▶ _Directive_: Repeat exactly the lines that run from the one containing "Reviewer note: make sure each instance of the snow-covered tree" to the end of the data, and leave out all others.

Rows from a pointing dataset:

++++

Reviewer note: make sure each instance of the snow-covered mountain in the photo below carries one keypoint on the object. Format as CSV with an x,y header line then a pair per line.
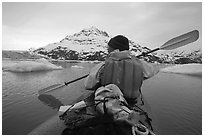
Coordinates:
x,y
91,44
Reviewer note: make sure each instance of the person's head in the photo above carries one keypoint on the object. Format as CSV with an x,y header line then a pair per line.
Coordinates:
x,y
118,42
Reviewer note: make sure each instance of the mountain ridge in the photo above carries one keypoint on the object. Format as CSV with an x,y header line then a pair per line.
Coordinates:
x,y
91,44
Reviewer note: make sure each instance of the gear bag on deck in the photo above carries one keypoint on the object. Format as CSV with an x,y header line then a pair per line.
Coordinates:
x,y
125,71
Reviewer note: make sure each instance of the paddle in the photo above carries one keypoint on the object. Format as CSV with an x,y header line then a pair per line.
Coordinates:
x,y
56,86
169,45
176,42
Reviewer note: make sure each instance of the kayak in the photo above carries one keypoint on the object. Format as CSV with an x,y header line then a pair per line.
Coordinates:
x,y
59,126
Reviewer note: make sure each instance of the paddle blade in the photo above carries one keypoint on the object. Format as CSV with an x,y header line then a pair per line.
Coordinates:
x,y
50,101
181,40
50,88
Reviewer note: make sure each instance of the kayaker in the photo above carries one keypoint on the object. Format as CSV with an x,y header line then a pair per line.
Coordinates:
x,y
122,69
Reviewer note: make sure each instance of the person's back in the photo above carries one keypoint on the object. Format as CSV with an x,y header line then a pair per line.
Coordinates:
x,y
121,69
125,71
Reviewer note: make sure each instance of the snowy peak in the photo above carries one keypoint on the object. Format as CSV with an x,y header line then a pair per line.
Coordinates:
x,y
87,33
91,32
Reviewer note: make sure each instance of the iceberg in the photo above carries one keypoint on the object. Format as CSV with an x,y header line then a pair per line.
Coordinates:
x,y
32,66
189,69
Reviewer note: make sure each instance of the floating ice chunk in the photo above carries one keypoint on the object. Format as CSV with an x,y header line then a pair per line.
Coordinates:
x,y
184,69
32,66
76,66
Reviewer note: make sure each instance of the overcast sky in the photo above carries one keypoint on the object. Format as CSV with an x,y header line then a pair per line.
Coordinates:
x,y
26,25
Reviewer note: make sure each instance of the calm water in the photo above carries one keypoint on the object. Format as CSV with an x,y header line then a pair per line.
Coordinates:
x,y
175,100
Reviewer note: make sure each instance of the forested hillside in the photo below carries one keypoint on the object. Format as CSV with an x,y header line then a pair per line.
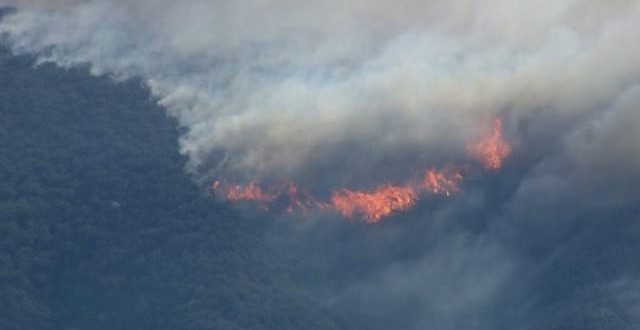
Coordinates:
x,y
100,228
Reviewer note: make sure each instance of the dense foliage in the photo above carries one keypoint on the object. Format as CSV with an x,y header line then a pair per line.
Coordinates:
x,y
101,229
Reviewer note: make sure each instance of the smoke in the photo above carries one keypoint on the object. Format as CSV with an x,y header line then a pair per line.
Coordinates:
x,y
278,89
335,94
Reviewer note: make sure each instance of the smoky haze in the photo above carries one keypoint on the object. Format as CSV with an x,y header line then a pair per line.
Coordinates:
x,y
336,93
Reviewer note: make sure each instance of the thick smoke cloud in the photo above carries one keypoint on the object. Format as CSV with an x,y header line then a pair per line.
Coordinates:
x,y
332,91
284,88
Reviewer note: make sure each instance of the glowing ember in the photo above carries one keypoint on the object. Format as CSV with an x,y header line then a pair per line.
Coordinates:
x,y
375,204
381,201
493,148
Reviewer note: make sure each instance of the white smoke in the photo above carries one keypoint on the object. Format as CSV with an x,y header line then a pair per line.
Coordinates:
x,y
279,85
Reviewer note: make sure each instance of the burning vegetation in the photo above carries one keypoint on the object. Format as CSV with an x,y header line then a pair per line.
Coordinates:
x,y
374,204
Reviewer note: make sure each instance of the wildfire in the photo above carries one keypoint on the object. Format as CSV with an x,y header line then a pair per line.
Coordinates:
x,y
373,205
442,182
381,201
250,192
492,149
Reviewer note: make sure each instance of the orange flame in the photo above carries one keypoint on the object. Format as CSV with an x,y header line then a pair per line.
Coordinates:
x,y
373,205
382,200
492,149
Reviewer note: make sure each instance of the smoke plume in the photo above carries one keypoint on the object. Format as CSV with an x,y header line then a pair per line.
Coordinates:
x,y
537,103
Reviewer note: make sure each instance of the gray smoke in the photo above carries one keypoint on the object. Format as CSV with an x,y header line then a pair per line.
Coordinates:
x,y
305,90
282,88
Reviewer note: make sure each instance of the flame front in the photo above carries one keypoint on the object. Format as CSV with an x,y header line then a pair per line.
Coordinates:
x,y
370,205
492,149
374,204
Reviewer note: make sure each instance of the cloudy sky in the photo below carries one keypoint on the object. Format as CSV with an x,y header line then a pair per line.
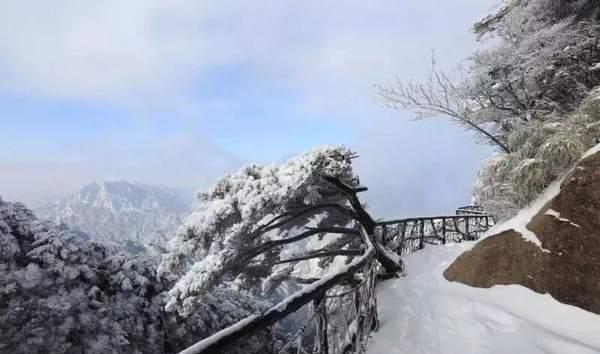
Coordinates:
x,y
179,92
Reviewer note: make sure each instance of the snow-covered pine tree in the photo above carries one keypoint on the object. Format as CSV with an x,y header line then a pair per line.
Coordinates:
x,y
259,227
61,294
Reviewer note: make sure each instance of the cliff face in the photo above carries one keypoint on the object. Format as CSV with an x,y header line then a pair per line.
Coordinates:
x,y
567,266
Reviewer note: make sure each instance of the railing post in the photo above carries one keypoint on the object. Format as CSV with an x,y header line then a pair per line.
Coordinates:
x,y
422,236
467,222
444,231
320,305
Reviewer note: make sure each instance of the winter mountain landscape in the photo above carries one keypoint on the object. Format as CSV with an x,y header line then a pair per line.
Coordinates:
x,y
120,212
314,178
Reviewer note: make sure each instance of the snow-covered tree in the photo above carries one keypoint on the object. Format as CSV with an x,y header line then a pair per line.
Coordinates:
x,y
61,294
256,228
526,94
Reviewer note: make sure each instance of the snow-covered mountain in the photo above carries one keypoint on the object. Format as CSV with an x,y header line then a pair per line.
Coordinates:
x,y
121,212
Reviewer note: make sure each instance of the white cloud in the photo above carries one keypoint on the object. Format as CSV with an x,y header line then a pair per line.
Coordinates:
x,y
124,50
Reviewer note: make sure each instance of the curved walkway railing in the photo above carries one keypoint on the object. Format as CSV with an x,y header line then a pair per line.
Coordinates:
x,y
407,235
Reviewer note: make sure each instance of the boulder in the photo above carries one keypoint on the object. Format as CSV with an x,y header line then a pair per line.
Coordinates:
x,y
567,266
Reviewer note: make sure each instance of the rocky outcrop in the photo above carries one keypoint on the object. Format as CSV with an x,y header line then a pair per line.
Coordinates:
x,y
568,226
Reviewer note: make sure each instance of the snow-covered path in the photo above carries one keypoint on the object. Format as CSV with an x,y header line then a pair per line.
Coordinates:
x,y
424,313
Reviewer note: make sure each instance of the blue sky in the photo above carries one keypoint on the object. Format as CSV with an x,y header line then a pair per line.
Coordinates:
x,y
180,92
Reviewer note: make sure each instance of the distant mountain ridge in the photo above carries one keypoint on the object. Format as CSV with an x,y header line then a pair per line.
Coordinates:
x,y
121,212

++++

▶ _Exercise solution_:
Reviewer note: make sure each instance of the snow-covered tree in the photo above carries one keypoint on the object. Format as CSV with an x,y header line then a pair per line.
Coordinates:
x,y
61,294
256,228
526,94
Reviewer note: make sure each instance of the snow-covered mountain in the photo above carries one keypoint on the object. Format as CSV with an x,y header line then a pair per line.
Coordinates:
x,y
121,212
Reviewer note: make sure each instance of the white cloud in the photo above carries one keypoint on the object. Format as CSV with an x,y header line then a pair per line.
Coordinates:
x,y
124,50
Reviewer note: make sure each instance of the curved walkway railing in the photo above carries one keypoint on the object. Format as CSV with an x,y header line then a pair per line.
Coordinates:
x,y
407,235
Reviewer note: make sure each instance of the boulder in the photo above carries one keypoint on the object. Format as CSV with an x,y header line then a pair per line.
Coordinates:
x,y
567,266
Reviewer note: make sure each instance of the rocky outcrop in the photo above carries one keypoint on the object. Format as CSV with an x,y header line then a pair per line.
Coordinates:
x,y
568,226
Reviewer note: make sure each instance of the snow-covered path in the photo above carries one keypoint on the object. Format as CSV with an x,y header line then a pair per line.
Coordinates:
x,y
424,313
Reviewer note: make sure each instance of the blue sky in the photo above carries one keypoint on the object. Format as CSV with an x,y header line then a pair per line.
Coordinates:
x,y
180,92
Reviewer note: make sure each instance of the distant mountain ridge in the photo above carries one keypoint on the object. Format as CSV with an x,y header line then a pair per line.
Coordinates:
x,y
121,212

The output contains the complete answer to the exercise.